[[ TASK INPUTS open ]]
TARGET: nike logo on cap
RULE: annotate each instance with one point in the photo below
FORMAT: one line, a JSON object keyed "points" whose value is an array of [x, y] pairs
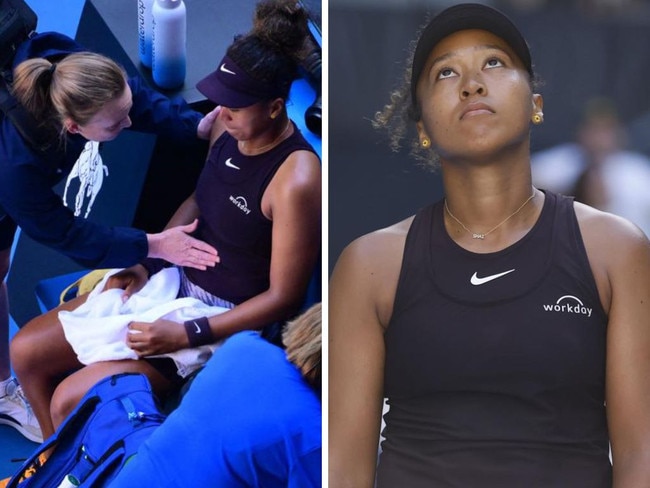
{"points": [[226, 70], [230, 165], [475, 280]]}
[[ TASK INPUTS closed ]]
[[ TASK INPUTS open ]]
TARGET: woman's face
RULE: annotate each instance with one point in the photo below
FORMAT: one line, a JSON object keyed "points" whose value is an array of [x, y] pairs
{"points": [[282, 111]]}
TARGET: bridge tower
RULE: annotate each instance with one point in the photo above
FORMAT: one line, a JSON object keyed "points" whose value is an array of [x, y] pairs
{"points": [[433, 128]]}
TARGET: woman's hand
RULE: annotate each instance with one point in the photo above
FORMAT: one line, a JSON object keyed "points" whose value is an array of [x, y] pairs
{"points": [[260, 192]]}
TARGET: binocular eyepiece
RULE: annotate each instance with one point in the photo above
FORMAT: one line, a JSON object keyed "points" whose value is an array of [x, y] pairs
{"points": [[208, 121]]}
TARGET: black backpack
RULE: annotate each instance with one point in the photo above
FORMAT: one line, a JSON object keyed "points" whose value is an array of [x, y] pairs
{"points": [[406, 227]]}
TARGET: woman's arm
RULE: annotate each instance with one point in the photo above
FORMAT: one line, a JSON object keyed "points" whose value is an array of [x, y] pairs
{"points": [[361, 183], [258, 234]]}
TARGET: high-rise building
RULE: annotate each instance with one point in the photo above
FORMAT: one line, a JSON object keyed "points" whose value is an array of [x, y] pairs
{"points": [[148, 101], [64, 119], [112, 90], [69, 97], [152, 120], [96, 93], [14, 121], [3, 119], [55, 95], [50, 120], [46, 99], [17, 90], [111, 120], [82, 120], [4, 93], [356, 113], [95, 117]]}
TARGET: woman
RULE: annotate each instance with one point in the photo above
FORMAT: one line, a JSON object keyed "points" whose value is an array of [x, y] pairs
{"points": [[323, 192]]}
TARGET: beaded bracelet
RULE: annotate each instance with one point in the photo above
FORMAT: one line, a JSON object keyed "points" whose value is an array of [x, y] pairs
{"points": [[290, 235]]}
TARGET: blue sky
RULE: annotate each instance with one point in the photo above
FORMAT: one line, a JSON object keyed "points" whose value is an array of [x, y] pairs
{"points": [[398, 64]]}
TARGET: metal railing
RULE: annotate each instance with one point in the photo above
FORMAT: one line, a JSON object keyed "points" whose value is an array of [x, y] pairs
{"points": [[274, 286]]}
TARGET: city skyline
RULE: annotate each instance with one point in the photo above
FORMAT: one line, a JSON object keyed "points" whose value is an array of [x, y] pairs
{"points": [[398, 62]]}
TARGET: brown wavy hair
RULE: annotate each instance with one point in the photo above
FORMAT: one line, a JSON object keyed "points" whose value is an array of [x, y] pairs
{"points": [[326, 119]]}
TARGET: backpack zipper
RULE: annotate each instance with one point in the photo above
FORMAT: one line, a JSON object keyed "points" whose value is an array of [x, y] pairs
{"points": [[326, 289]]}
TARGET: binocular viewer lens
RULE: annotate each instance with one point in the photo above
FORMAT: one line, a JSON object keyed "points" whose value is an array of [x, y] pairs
[[ TASK INPUTS closed ]]
[[ TASK INPUTS open ]]
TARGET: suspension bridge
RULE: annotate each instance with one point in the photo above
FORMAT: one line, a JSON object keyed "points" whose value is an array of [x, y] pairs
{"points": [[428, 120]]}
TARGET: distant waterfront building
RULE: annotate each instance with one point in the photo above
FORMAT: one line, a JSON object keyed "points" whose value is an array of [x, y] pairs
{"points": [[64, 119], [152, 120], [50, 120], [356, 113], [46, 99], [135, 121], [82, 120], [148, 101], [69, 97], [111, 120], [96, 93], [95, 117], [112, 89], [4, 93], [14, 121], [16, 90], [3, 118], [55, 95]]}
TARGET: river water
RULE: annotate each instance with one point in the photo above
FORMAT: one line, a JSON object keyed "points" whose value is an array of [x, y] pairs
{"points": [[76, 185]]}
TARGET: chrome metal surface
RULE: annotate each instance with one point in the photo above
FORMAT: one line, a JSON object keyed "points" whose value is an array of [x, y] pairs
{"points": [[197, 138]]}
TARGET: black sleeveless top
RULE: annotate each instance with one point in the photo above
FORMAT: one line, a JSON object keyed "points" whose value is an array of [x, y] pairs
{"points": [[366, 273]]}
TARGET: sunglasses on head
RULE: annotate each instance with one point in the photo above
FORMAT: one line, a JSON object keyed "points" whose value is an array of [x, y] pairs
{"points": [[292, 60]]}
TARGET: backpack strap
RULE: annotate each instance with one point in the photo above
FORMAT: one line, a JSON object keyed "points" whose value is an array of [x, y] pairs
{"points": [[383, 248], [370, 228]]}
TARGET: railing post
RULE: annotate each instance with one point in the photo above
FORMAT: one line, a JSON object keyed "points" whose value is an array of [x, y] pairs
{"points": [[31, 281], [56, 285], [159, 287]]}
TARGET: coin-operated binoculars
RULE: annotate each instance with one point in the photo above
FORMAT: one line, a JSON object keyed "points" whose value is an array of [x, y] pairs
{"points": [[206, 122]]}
[[ TASK INPUTS closed ]]
The word "black" appears in some lines above. Return every one of those lines.

ANSWER SECTION:
TARGET: black backpack
TARGET: black sleeveless top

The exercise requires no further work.